## Begin
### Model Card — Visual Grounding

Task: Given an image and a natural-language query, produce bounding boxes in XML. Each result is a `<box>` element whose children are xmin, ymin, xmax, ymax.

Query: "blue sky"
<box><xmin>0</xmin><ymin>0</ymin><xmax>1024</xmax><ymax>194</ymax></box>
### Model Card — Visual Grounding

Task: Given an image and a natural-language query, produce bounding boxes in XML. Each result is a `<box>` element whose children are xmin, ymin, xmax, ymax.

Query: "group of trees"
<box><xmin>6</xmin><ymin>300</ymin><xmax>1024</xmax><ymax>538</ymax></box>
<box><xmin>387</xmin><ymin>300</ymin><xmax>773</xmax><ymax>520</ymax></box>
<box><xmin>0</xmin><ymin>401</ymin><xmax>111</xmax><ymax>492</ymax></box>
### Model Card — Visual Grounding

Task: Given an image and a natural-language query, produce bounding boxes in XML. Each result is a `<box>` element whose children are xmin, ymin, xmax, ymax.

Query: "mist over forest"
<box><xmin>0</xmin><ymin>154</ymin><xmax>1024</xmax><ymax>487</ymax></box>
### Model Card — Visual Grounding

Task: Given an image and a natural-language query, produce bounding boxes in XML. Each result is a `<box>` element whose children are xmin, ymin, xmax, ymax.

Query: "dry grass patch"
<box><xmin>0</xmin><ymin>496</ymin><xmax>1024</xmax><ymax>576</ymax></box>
## End
■ **Goal**: Can you render every nonblank line of the records above as a Markdown table, with an Index column numbering the rows and a Content column holding each line?

■ **Task solution**:
| Index | Content |
|---|---|
| 1 | ### Model Card — Visual Grounding |
| 2 | Task: Given an image and a natural-language query, produce bounding boxes in XML. Each result is a `<box>` element whose children are xmin, ymin, xmax, ymax. |
| 3 | Query: "blue sky" |
| 4 | <box><xmin>0</xmin><ymin>0</ymin><xmax>1024</xmax><ymax>194</ymax></box> |
| 5 | ### Model Card — Visual Grounding |
| 6 | Task: Given an image and a natural-language query, produce bounding boxes in XML. Each result is a `<box>` element whose children are xmin, ymin, xmax, ymax. |
| 7 | Query: "group of trees" |
| 8 | <box><xmin>6</xmin><ymin>300</ymin><xmax>1024</xmax><ymax>538</ymax></box> |
| 9 | <box><xmin>387</xmin><ymin>300</ymin><xmax>773</xmax><ymax>520</ymax></box> |
| 10 | <box><xmin>0</xmin><ymin>401</ymin><xmax>111</xmax><ymax>492</ymax></box> |
| 11 | ### Model Card — Visual Grounding |
| 12 | Task: Given an image and a natural-language query, produce bounding boxes in XML. Each result is a `<box>` element whose children are xmin, ymin, xmax, ymax. |
| 13 | Query: "mist over forest" |
| 14 | <box><xmin>0</xmin><ymin>154</ymin><xmax>1024</xmax><ymax>487</ymax></box> |
| 15 | ### Model Card — Visual Grounding |
| 16 | Task: Given an image and a natural-language query, produce bounding boxes in XML. Each result is a `<box>` element whose children are xmin, ymin, xmax, ymax. |
| 17 | Query: "dry grass patch" |
| 18 | <box><xmin>0</xmin><ymin>496</ymin><xmax>1024</xmax><ymax>576</ymax></box> |